**What to do:**
Convert the listing below, from its first line through the line containing "point(472, 150)", into a Markdown table with the columns Row and Line. Number each row and leave out any blank lines.

**Rows:**
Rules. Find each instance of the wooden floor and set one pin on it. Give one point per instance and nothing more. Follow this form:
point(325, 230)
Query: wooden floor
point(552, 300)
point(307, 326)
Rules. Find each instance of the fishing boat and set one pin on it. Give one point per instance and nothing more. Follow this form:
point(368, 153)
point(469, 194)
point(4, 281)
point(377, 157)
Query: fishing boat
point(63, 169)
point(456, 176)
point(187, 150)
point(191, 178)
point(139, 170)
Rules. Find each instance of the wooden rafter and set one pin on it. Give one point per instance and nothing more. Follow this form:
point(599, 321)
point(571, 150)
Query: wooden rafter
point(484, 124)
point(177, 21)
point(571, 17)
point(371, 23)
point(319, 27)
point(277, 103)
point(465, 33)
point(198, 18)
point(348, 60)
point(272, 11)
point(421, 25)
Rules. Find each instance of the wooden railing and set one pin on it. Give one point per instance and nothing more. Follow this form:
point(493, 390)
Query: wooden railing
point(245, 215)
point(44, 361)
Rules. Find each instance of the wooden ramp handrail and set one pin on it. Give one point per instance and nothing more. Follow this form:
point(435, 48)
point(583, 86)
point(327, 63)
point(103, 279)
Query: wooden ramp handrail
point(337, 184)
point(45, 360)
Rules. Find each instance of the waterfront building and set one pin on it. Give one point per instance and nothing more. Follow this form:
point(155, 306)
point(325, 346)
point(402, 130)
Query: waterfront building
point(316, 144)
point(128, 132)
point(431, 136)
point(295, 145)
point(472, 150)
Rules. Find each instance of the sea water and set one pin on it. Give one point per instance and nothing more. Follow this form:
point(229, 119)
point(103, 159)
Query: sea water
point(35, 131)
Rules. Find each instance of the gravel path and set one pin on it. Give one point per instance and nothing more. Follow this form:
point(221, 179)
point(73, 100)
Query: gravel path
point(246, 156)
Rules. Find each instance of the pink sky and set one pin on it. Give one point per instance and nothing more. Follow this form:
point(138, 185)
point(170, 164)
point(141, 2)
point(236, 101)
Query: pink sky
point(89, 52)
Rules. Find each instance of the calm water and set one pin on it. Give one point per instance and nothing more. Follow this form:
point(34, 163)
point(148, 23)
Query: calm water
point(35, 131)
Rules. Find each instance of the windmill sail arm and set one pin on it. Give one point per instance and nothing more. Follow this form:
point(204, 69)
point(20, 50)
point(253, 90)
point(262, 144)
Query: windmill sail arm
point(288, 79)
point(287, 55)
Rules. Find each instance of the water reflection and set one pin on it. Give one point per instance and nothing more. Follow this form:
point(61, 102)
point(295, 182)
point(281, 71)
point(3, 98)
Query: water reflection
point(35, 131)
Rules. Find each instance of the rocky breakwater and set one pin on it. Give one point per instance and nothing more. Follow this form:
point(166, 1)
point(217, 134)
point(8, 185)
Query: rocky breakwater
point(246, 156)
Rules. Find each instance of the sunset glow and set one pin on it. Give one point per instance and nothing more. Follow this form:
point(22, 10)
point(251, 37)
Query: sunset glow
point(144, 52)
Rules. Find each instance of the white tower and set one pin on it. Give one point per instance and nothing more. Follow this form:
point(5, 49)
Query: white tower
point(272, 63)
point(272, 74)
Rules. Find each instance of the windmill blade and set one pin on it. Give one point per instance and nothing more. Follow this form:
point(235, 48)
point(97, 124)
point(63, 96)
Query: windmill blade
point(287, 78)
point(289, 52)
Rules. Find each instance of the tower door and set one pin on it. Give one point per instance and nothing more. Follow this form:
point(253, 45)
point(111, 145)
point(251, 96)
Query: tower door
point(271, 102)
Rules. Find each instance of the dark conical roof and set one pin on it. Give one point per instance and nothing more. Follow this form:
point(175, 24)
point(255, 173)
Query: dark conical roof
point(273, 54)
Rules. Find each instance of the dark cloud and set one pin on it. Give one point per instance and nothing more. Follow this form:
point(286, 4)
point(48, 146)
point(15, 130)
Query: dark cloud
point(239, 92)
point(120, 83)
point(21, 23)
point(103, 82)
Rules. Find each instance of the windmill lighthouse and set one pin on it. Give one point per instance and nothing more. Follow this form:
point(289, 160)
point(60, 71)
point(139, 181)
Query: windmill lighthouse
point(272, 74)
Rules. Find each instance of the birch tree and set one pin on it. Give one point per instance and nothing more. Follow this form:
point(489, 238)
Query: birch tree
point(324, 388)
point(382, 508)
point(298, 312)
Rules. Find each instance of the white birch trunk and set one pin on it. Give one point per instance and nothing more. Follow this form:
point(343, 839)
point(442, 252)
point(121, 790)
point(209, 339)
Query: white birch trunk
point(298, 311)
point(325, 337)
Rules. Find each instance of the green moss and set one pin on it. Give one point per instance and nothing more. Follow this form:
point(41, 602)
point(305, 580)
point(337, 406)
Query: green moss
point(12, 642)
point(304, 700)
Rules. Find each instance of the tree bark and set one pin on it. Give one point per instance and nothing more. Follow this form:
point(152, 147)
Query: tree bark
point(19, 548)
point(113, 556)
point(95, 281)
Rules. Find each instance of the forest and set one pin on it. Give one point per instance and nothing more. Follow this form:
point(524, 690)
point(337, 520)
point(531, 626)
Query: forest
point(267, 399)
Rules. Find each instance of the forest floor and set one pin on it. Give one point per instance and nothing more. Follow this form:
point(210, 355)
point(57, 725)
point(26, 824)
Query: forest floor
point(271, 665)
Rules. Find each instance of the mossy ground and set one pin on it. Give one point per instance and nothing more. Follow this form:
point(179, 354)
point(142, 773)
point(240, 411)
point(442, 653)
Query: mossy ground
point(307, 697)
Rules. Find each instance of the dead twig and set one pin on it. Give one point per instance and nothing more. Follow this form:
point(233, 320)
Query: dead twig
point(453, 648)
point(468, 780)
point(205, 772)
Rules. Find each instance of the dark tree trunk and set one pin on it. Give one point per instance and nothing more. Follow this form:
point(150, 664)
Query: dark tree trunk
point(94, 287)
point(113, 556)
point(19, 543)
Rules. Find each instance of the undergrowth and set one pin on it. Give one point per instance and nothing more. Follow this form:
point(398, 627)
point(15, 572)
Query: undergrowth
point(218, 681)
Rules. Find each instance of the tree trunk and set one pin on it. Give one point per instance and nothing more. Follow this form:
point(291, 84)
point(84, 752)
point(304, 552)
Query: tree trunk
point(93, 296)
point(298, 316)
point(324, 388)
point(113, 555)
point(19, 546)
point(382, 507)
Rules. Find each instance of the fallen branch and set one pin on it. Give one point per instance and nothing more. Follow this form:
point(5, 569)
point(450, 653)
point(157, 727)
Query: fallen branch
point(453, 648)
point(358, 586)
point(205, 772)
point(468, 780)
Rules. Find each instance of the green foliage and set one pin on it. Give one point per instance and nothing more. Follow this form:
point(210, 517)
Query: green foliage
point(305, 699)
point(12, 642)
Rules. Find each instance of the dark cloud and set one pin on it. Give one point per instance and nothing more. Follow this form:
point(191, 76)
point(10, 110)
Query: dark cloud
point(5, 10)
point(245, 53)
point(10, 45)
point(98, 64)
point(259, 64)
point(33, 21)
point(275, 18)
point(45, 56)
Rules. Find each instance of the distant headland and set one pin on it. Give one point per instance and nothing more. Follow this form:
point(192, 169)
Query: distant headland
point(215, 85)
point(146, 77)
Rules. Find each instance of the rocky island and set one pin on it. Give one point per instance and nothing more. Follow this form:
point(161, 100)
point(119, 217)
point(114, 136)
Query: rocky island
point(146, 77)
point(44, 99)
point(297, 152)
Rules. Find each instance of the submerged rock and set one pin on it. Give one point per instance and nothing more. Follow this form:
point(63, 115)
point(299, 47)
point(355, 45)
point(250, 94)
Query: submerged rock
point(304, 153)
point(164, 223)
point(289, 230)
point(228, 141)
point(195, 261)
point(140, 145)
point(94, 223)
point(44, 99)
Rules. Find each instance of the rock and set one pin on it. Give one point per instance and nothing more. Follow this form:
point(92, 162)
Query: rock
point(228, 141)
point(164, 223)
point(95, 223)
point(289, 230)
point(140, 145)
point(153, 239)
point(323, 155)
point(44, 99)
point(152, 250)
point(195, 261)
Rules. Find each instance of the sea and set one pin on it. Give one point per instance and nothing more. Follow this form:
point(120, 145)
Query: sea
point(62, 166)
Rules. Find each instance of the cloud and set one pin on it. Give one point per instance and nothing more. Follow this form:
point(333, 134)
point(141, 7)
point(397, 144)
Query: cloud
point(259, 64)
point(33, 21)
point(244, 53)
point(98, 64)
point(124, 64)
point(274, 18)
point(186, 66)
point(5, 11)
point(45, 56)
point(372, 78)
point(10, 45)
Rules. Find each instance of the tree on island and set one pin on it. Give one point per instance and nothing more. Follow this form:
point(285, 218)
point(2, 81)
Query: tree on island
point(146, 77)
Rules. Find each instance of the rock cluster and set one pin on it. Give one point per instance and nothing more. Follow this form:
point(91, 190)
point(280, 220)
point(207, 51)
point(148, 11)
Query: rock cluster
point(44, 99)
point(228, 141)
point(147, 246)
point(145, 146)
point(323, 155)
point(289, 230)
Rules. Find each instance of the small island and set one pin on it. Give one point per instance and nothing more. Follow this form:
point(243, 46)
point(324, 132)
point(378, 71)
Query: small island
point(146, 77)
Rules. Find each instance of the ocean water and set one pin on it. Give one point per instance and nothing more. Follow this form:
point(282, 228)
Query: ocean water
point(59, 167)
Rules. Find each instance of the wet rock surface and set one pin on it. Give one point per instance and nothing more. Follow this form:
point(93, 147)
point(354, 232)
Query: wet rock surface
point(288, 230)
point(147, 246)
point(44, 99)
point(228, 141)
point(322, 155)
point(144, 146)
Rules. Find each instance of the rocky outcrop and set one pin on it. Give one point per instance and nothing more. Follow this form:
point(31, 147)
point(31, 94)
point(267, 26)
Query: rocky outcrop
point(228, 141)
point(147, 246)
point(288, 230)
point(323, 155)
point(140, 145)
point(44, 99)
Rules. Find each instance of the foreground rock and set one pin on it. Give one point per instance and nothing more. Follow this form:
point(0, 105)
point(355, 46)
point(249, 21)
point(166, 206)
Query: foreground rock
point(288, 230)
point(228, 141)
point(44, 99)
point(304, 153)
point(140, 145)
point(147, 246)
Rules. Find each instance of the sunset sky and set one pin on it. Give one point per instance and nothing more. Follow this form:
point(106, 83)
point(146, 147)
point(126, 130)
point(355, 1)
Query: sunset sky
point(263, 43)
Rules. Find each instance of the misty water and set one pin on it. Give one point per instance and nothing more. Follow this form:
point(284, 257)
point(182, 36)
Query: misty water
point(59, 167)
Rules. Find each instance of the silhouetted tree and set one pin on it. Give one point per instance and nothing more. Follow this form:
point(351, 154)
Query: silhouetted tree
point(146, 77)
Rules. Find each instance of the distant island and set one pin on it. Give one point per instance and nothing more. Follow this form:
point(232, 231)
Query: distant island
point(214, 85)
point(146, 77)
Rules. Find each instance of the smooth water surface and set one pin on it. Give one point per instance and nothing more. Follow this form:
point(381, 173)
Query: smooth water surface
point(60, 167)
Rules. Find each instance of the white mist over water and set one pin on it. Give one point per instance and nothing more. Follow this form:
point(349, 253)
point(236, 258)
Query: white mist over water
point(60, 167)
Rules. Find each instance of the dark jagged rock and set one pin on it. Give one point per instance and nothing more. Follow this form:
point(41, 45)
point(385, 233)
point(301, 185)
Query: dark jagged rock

**Task output:**
| Row | Line |
|---|---|
| 1 | Rules. Find each instance of the wooden floor and set one pin on it. Give one point per instance and nothing more. Follow this form: |
| 2 | point(325, 230) |
| 3 | Query: wooden floor |
| 4 | point(552, 300) |
| 5 | point(307, 326) |
| 6 | Rules. Find each instance of the fishing boat and set one pin on it. Give one point per instance and nothing more. Follow this form: |
| 7 | point(368, 153) |
| 8 | point(469, 194) |
| 9 | point(4, 281) |
| 10 | point(377, 157) |
| 11 | Query: fishing boat |
| 12 | point(63, 169) |
| 13 | point(456, 176) |
| 14 | point(187, 150) |
| 15 | point(191, 178) |
| 16 | point(139, 170) |
| 17 | Rules. Find each instance of the wooden rafter and set one pin on it. Give one point per instance and nothing more. Follow this form: |
| 18 | point(599, 321) |
| 19 | point(571, 150) |
| 20 | Query: wooden rafter |
| 21 | point(484, 124) |
| 22 | point(177, 21) |
| 23 | point(571, 17) |
| 24 | point(371, 23) |
| 25 | point(319, 27) |
| 26 | point(277, 103) |
| 27 | point(465, 33) |
| 28 | point(198, 18) |
| 29 | point(348, 60) |
| 30 | point(272, 11) |
| 31 | point(421, 25) |
| 32 | Rules. Find each instance of the wooden railing and set one pin on it. Give one point per instance and nothing more. Follow this form: |
| 33 | point(493, 390) |
| 34 | Query: wooden railing |
| 35 | point(245, 215) |
| 36 | point(44, 361) |
| 37 | Rules. Find each instance of the wooden ramp handrail and set one pin on it. Give one point per instance and nothing more. Follow this form: |
| 38 | point(435, 48) |
| 39 | point(583, 86) |
| 40 | point(327, 63) |
| 41 | point(103, 279) |
| 42 | Query: wooden ramp handrail |
| 43 | point(337, 184) |
| 44 | point(45, 360) |
| 45 | Rules. Find each instance of the waterfront building and set one pin on it. Give one point per instance and nothing more. Follow this form: |
| 46 | point(155, 306) |
| 47 | point(325, 346) |
| 48 | point(402, 130) |
| 49 | Query: waterfront building |
| 50 | point(316, 144) |
| 51 | point(128, 132) |
| 52 | point(431, 136) |
| 53 | point(295, 145) |
| 54 | point(472, 150) |